● **Quoted passage**
1. The Washington Post article about the Ferguson rioting contains this interesting passive voice statement:
“Unfortunately, this spun out of control,” added [St. Louis County Police Chief Jon] Belmar, even as protests in sympathy with Brown broke out around the country.
Either Belmar is being circumspect or he’s a fool. What’s happening in Ferguson and at locations across America didn’t just “spin out of control” in an accidental, unanticipated way. Instead, race hustlers and the media, with a huge dollop of the usual suspects whenever there’s anarchy in the air (self-labeled communists, mostly), fanned these flames as vigorously as they could.
2. Speaking of those race hustlers and media types, the Washington Post has published an opinion piece that merits notice. First, the author:
Carol Anderson is an associate professor of African American studies and history at Emory University and a public voices fellow with the Op-Ed Project. She is the author of “Bourgeois Radicals: The NAACP and the Struggle for Colonial Liberation, 1941-1960.”

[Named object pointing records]
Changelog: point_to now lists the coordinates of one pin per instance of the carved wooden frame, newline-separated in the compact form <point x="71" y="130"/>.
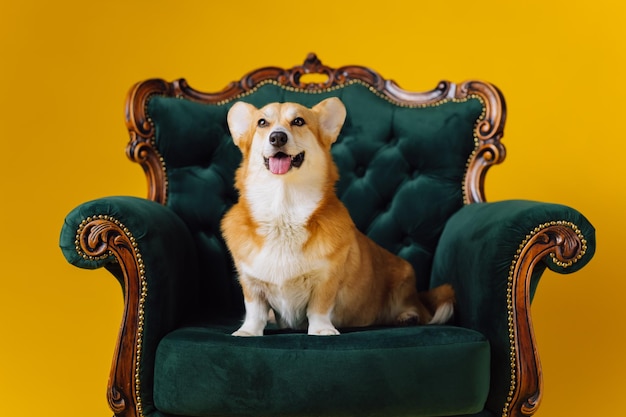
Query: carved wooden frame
<point x="488" y="131"/>
<point x="101" y="236"/>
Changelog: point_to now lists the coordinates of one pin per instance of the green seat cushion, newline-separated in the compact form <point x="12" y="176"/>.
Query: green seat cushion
<point x="427" y="371"/>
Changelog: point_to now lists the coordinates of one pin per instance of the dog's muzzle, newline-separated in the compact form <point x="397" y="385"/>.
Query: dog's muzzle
<point x="280" y="163"/>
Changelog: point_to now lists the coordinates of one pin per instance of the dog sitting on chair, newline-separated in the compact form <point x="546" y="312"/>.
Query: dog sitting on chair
<point x="294" y="244"/>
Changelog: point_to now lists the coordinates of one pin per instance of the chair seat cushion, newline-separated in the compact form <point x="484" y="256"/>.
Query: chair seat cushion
<point x="204" y="371"/>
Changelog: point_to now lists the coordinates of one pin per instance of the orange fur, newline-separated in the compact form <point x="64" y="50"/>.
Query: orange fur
<point x="294" y="244"/>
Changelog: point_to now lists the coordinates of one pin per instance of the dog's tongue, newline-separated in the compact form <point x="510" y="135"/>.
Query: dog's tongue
<point x="280" y="164"/>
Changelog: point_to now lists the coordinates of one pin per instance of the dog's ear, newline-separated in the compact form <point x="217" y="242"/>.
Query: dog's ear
<point x="332" y="114"/>
<point x="240" y="120"/>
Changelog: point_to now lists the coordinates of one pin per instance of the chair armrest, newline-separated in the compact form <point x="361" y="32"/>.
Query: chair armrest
<point x="494" y="254"/>
<point x="151" y="252"/>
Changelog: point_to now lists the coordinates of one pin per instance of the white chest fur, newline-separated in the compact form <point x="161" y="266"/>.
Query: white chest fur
<point x="282" y="213"/>
<point x="281" y="267"/>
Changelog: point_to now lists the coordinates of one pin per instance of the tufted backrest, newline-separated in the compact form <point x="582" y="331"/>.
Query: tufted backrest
<point x="402" y="170"/>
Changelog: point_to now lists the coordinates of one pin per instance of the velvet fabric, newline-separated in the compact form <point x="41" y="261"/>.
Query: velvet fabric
<point x="423" y="371"/>
<point x="401" y="175"/>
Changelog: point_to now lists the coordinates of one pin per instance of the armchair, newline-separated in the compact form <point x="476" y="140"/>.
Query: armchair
<point x="412" y="168"/>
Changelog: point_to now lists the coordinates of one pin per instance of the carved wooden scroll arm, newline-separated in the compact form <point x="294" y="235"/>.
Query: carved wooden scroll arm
<point x="98" y="237"/>
<point x="558" y="242"/>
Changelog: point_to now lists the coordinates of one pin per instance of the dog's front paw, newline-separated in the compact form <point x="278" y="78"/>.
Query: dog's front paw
<point x="246" y="333"/>
<point x="327" y="331"/>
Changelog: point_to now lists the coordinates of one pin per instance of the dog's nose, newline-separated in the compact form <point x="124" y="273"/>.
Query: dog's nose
<point x="278" y="139"/>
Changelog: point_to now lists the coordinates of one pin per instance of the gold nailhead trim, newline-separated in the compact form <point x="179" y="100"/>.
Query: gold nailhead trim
<point x="142" y="297"/>
<point x="509" y="295"/>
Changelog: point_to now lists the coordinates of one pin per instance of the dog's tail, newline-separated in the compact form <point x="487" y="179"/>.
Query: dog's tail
<point x="440" y="302"/>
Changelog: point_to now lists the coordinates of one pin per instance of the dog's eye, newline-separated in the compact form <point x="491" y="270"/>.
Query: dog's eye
<point x="298" y="121"/>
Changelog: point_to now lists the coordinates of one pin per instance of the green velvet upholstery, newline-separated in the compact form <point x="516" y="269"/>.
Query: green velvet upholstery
<point x="380" y="372"/>
<point x="401" y="175"/>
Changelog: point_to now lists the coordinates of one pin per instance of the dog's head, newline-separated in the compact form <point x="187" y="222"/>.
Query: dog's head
<point x="283" y="137"/>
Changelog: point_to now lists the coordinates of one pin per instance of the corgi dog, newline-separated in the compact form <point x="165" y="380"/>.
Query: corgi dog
<point x="296" y="249"/>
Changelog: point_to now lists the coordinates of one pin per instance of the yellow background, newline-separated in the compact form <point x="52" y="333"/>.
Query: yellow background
<point x="65" y="68"/>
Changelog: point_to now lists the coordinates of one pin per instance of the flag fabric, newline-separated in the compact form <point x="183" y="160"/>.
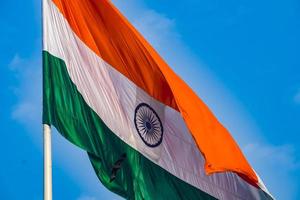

● **Set tasks**
a) In the commentary on the Ferguson rioting, echo the part that opens with the words containing "Either Belmar is" and closes with "as they could.".
b) Put this sentence from the commentary on the Ferguson rioting into Spanish: "Carol Anderson is an associate professor of African American studies and history at Emory University and a public voices fellow with the Op-Ed Project."
c) Go on with the commentary on the Ferguson rioting, picking up after its last sentence.

● **Exercise answers**
a)
Either Belmar is being circumspect or he’s a fool. What’s happening in Ferguson and at locations across America didn’t just “spin out of control” in an accidental, unanticipated way. Instead, race hustlers and the media, with a huge dollop of the usual suspects whenever there’s anarchy in the air (self-labeled communists, mostly), fanned these flames as vigorously as they could.

b) Carol Anderson es profesora asociada de estudios afroamericanos e historia en la Universidad Emory y becaria de Public Voices del Op-Ed Project.

c)
Second, the author’s premise, which I discovered because several of my Progressive friends on Facebook have been very excited about it:
When we look back on what happened in Ferguson, Mo., during the summer of 2014, it will be easy to think of it as yet one more episode of black rage ignited by yet another police killing of an unarmed African American male. But that has it precisely backward. What we’ve actually seen is the latest outbreak of white rage. Sure, it is cloaked in the niceties of law and order, but it is rage nonetheless.
Protests and looting naturally capture attention. But the real rage smolders in meetings where officials redraw precincts to dilute African American voting strength or seek to slash the government payrolls that have long served as sources of black employment. It goes virtually unnoticed, however, because white rage doesn’t have to take to the streets and face rubber bullets to be heard. Instead, white rage carries an aura of respectability and has access to the courts, police, legislatures and governors, who cast its efforts as noble, though they are actually driven by the most ignoble motivations.
Put another way, “white people hit us back first.”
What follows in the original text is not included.